ASSIGNMENT.
Go through the listing and copy each line with the string "pink".
=== DATASET RECORDS ===
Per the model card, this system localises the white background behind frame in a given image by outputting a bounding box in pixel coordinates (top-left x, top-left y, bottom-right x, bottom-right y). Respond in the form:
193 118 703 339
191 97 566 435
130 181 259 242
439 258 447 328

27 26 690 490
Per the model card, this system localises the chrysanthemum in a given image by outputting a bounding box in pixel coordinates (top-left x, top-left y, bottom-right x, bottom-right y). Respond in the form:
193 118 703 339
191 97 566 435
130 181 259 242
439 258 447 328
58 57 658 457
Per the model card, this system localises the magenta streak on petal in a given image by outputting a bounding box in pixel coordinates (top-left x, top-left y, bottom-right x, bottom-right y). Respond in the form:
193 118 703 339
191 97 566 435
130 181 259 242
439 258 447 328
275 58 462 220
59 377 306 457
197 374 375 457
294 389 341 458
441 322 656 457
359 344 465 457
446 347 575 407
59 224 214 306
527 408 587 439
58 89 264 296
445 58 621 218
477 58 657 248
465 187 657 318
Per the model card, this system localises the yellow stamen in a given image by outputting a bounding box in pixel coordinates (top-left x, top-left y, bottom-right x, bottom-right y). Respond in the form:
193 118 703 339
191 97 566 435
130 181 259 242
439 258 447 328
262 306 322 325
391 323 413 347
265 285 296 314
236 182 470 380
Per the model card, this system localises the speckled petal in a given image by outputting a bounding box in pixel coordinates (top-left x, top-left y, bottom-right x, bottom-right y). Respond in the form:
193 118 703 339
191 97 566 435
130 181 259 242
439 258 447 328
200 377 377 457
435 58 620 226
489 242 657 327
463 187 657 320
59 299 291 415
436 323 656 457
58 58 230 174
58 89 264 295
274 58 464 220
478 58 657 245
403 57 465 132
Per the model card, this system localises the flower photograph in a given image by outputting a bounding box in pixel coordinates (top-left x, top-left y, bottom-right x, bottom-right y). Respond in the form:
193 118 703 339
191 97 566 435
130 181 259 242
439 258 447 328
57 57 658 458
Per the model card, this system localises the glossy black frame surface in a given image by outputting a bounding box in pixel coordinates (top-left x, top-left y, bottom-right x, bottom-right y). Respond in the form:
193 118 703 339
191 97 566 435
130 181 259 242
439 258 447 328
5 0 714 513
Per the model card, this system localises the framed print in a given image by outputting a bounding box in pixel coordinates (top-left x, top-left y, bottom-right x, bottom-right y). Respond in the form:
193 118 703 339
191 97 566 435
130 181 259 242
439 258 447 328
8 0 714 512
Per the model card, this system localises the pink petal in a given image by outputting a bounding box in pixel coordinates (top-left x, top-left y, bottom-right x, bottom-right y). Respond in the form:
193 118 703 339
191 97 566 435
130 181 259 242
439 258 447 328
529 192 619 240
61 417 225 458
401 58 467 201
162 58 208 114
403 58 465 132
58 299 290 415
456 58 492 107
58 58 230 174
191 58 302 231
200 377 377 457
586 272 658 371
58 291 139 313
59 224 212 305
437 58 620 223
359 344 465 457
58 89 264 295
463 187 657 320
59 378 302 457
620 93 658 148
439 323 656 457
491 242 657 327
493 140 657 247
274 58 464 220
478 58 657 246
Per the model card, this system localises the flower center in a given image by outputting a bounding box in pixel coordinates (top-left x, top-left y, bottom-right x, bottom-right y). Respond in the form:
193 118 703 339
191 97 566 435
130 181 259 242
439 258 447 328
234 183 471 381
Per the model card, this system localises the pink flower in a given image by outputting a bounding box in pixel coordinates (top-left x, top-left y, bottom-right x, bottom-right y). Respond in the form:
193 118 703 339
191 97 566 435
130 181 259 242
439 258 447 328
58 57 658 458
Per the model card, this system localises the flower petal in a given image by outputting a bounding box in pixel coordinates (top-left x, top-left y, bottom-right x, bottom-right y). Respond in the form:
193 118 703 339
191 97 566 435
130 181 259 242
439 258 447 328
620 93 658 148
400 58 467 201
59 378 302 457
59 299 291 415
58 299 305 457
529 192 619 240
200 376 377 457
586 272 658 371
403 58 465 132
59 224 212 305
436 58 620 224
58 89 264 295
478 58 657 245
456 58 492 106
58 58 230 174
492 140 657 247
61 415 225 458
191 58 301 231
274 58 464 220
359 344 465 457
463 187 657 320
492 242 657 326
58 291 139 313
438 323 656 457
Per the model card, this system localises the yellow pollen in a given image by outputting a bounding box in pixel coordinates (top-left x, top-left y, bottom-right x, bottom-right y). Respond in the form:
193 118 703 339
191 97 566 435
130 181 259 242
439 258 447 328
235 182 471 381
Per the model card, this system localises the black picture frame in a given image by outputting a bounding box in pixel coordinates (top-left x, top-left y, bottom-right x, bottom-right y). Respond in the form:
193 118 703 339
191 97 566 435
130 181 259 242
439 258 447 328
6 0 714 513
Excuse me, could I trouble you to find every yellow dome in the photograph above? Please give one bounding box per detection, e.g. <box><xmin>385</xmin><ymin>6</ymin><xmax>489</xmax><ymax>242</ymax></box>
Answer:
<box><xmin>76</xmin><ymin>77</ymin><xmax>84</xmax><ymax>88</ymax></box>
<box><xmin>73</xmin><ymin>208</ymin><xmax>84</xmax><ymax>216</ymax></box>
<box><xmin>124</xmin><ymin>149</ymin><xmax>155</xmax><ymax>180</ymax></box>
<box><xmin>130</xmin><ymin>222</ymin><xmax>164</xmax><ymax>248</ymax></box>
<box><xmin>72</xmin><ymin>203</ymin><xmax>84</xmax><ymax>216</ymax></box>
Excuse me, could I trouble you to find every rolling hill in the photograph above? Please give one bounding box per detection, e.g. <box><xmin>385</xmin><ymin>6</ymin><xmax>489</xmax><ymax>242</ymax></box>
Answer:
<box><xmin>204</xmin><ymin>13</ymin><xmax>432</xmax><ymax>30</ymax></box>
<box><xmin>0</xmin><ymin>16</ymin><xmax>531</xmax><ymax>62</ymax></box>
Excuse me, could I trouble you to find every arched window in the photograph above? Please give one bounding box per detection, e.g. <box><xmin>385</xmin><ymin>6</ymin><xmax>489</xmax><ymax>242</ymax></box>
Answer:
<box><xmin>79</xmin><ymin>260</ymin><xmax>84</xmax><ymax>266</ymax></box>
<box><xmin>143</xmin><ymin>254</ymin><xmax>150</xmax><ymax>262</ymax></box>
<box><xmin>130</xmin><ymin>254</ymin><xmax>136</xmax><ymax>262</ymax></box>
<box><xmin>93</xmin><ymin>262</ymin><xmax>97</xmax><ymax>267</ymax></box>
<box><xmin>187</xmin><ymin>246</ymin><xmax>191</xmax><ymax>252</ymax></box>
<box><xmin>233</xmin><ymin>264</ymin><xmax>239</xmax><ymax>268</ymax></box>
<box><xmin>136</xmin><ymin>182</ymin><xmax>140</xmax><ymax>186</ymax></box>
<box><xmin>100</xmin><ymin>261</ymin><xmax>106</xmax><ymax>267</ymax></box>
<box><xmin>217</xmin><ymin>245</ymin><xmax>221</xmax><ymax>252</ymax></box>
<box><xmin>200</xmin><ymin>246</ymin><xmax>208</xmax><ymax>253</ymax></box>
===
RESPONSE AREA.
Per the model card, this system localises the pink petal in a given image by outputting a bounding box in pixel coordinates (top-left x, top-left y, bottom-right x, bottom-right y). Respond in the form:
Per the model card, this system localises the pink flower in a given image by outputting a bounding box in pixel coordinates (top-left x, top-left y, bottom-right x, bottom-right y). Respond in the form:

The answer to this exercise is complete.